▶ [Task inputs]
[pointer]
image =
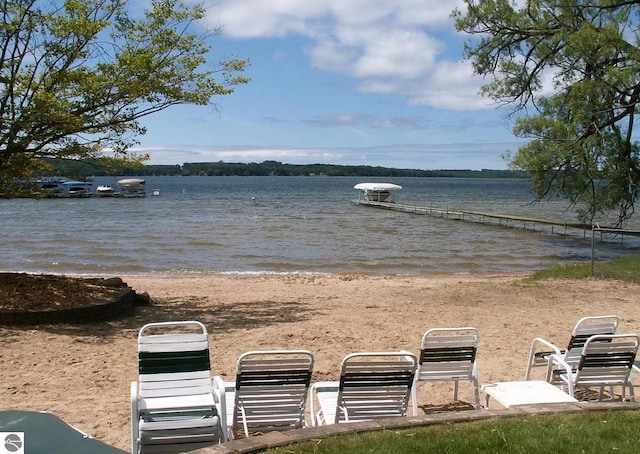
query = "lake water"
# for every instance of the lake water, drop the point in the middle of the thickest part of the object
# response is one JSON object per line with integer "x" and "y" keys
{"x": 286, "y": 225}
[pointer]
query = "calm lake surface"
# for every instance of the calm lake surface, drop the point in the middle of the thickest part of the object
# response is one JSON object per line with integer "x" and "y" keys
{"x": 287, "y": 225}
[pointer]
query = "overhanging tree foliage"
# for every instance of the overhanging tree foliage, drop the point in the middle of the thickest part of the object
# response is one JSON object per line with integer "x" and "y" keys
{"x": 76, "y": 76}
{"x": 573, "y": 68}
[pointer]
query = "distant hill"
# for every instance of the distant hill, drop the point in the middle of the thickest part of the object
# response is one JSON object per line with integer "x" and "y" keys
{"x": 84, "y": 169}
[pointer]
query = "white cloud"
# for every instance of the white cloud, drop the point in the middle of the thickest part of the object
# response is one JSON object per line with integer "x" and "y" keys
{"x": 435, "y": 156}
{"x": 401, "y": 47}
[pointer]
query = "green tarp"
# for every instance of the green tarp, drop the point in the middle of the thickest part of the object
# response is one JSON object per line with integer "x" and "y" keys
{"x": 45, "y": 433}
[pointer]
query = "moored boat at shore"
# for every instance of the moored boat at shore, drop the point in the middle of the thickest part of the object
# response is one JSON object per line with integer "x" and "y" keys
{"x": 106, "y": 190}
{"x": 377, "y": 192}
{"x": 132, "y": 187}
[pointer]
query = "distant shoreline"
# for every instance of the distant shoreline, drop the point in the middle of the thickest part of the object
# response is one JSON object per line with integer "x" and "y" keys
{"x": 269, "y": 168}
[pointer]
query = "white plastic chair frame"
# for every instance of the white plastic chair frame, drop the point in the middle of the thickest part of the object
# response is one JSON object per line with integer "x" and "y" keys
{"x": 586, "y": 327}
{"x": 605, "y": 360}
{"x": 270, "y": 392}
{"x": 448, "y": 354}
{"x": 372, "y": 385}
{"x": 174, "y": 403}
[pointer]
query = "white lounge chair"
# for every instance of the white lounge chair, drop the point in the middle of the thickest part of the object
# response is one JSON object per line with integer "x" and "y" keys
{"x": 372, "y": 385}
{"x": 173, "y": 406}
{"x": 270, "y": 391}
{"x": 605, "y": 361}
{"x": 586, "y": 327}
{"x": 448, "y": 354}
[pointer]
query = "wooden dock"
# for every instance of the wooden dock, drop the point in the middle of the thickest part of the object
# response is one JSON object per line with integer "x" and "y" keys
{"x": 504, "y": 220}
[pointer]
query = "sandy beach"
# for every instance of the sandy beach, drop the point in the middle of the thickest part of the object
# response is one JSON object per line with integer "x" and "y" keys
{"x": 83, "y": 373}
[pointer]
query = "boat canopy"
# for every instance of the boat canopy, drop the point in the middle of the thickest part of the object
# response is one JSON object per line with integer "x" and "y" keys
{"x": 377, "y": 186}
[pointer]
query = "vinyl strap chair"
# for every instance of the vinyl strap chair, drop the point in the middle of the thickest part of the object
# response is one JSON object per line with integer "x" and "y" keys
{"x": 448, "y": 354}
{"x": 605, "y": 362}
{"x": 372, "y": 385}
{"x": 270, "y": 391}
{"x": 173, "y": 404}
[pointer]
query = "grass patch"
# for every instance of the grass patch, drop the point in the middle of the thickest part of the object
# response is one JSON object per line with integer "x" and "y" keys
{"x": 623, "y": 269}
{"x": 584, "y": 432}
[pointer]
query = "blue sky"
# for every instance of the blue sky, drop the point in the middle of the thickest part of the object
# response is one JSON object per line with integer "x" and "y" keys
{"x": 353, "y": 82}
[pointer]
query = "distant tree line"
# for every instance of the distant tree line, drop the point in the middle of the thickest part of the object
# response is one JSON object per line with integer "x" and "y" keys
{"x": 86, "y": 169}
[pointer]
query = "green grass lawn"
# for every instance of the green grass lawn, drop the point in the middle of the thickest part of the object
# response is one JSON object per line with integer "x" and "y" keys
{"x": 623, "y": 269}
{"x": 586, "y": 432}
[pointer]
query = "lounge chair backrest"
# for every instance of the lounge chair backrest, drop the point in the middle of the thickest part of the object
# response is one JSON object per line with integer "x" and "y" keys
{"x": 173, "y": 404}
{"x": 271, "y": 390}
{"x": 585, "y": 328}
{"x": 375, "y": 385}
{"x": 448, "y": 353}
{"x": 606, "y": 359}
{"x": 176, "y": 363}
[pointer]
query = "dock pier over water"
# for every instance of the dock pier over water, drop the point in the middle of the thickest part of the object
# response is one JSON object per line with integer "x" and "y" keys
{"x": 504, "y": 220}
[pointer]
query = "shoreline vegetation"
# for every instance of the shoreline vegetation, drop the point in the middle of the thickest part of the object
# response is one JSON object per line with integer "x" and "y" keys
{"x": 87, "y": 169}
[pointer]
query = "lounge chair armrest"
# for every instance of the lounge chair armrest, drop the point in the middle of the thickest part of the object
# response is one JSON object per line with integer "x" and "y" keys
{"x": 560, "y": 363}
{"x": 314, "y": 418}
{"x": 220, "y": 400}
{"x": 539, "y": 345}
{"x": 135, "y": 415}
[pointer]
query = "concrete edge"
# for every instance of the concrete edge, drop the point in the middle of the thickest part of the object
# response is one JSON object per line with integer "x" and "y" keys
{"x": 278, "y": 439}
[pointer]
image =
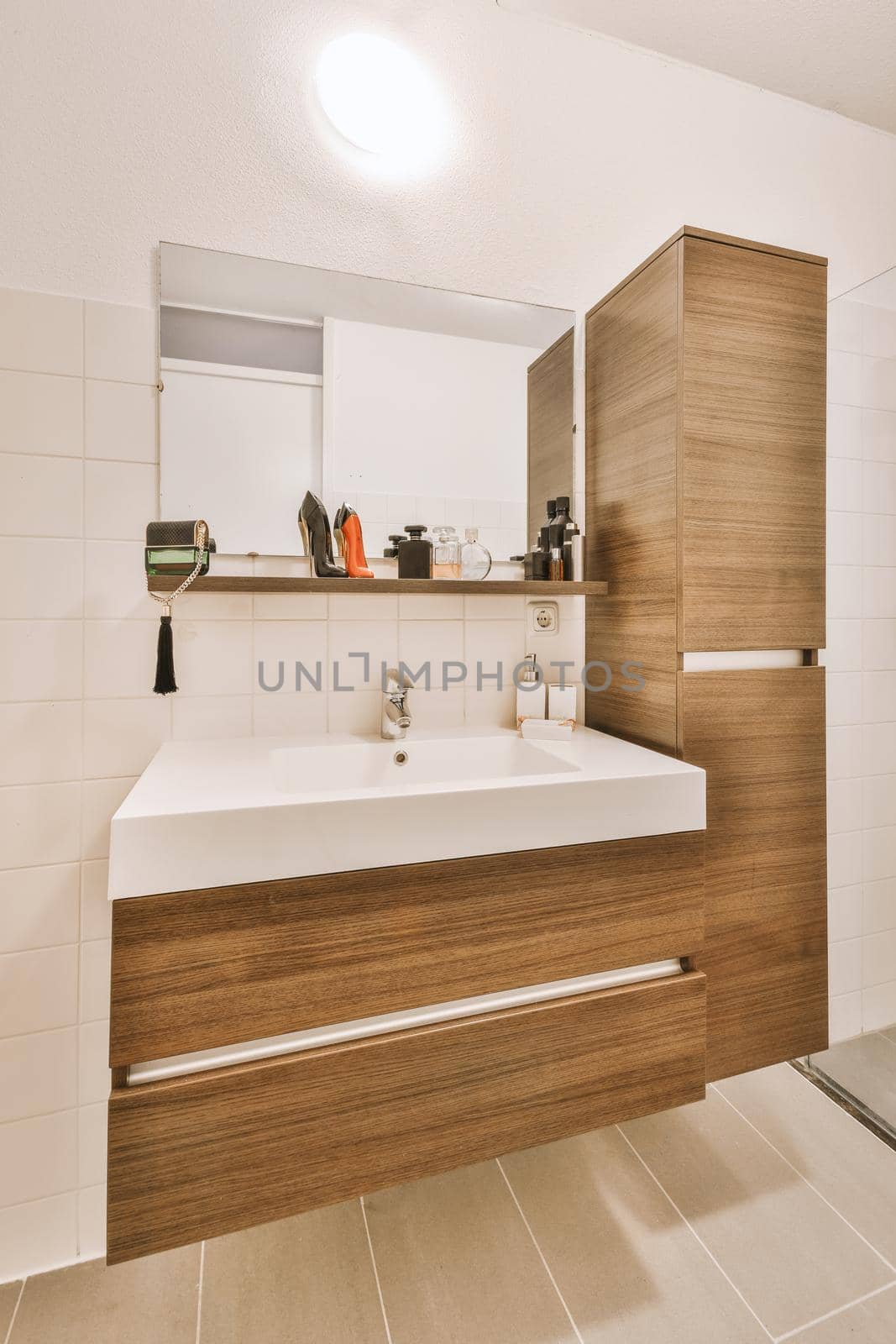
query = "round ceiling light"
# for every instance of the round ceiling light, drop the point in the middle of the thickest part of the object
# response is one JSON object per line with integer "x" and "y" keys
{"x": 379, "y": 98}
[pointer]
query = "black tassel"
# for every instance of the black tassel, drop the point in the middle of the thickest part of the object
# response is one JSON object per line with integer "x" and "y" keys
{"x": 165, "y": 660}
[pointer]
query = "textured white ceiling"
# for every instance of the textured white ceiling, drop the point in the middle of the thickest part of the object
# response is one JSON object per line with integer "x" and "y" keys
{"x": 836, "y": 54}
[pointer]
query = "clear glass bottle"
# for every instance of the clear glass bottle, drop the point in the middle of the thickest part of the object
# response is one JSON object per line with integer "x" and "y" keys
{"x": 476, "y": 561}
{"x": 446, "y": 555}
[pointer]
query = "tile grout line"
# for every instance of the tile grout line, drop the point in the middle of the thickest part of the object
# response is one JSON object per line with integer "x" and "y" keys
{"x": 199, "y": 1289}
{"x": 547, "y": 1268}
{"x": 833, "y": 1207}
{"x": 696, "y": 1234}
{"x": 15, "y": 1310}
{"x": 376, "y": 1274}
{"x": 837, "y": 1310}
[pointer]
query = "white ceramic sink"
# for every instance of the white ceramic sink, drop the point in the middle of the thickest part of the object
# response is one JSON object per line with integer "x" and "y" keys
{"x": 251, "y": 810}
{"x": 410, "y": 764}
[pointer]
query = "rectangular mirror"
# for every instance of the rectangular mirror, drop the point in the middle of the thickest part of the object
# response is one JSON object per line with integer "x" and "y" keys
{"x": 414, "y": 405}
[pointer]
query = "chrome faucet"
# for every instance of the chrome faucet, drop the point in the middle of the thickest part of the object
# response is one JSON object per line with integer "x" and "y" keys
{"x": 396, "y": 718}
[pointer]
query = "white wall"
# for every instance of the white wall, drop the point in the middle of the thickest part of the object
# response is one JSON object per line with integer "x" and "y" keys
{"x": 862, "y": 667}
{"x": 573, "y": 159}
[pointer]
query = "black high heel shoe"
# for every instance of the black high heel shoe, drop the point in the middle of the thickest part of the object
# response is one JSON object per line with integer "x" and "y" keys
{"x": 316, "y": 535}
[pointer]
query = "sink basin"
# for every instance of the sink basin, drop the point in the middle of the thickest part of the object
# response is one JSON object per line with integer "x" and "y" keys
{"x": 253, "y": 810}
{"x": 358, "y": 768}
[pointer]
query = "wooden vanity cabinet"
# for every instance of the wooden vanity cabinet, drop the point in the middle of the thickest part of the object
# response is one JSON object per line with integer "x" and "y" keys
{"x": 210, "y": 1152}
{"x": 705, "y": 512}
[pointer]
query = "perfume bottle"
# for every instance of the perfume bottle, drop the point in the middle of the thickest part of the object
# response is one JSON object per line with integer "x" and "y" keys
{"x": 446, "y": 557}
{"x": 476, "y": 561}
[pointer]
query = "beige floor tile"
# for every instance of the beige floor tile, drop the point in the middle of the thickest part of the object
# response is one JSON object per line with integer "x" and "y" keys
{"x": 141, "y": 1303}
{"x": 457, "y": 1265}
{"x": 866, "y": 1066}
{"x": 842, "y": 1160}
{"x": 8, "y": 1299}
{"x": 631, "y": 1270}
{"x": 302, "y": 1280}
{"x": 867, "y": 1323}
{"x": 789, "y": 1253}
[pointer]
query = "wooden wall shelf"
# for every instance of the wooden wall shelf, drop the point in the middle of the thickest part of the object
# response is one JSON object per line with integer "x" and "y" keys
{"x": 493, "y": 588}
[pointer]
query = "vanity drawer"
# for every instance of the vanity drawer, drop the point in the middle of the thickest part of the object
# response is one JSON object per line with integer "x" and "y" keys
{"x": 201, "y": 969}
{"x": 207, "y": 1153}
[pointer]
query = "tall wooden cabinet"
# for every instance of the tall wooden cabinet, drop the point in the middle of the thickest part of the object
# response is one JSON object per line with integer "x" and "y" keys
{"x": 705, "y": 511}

▶ [Work to be completed] Find each line in the records above that contains "frame", and copy it.

▶ [Reply]
query = "white plastic chair frame"
# for every instance of the white plastic chair frame, drop the point in the middle of the thickest part of the object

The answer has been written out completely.